Rewrite the entries from the line containing "For the benchmark, annotate every instance of the rocky" through the end of the entries, swapping "marker" for "dot" and keeping everything else the same. Don't include the pictures.
[start]
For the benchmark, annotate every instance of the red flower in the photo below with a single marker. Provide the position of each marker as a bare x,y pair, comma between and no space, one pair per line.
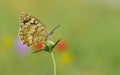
62,45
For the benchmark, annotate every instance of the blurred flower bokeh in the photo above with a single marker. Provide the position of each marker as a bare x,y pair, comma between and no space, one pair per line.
89,33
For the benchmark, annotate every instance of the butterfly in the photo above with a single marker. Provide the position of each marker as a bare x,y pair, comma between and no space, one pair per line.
32,31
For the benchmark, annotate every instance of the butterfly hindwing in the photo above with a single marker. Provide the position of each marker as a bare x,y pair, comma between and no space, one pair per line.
32,31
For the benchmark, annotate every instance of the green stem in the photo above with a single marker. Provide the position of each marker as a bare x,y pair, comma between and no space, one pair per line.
54,63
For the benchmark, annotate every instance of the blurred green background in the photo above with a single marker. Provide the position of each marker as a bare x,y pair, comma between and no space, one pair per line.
91,29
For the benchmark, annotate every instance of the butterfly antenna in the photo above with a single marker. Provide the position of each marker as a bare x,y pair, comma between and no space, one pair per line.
54,29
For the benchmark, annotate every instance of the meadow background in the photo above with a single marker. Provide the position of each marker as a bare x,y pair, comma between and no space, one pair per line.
90,29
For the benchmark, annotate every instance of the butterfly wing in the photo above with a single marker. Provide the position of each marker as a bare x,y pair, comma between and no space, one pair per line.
32,31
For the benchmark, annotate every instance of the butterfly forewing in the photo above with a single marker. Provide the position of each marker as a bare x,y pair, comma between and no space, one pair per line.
32,31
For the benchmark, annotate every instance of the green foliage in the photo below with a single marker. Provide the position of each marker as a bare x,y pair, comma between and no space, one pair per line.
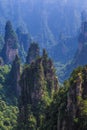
11,35
8,116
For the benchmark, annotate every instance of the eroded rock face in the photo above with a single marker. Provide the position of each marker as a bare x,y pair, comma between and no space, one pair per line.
76,103
33,53
38,83
10,49
15,77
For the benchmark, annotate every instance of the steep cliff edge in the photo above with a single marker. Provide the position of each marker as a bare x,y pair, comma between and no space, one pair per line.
10,49
38,84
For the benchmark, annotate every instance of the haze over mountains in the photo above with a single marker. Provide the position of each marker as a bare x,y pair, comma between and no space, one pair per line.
45,20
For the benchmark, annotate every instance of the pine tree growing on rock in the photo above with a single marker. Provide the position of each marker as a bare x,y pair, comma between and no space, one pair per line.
10,49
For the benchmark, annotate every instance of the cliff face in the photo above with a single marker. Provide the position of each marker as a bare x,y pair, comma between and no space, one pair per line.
33,53
75,109
37,87
10,49
14,77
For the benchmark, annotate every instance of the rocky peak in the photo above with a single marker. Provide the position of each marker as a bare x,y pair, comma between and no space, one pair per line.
38,84
10,49
33,53
14,76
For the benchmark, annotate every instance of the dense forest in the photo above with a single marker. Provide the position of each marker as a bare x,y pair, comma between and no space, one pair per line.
43,84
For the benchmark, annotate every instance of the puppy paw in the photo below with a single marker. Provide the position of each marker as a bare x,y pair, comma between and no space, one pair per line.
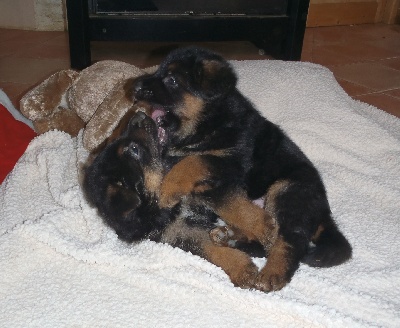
[end]
RESULT BELOW.
For the benchmark, annotate every instance of the rocky peak in the photo above with a single dot. Provide the position of each dot as a bare x,y pair, comma between and no space, one pair per line.
38,84
10,49
33,53
14,76
For the benchmark, annotate every instance of the dense forest in the photo above with a single dot. Provide the position of each dot as a bare x,y pair, comma between and no space, one pair per line.
43,84
For the benchmark, annotate every instance of the puppy paw in the photo below with a single dot. Provide the position of each dot as a bare x,y pair, comma between and no space, one pair per line.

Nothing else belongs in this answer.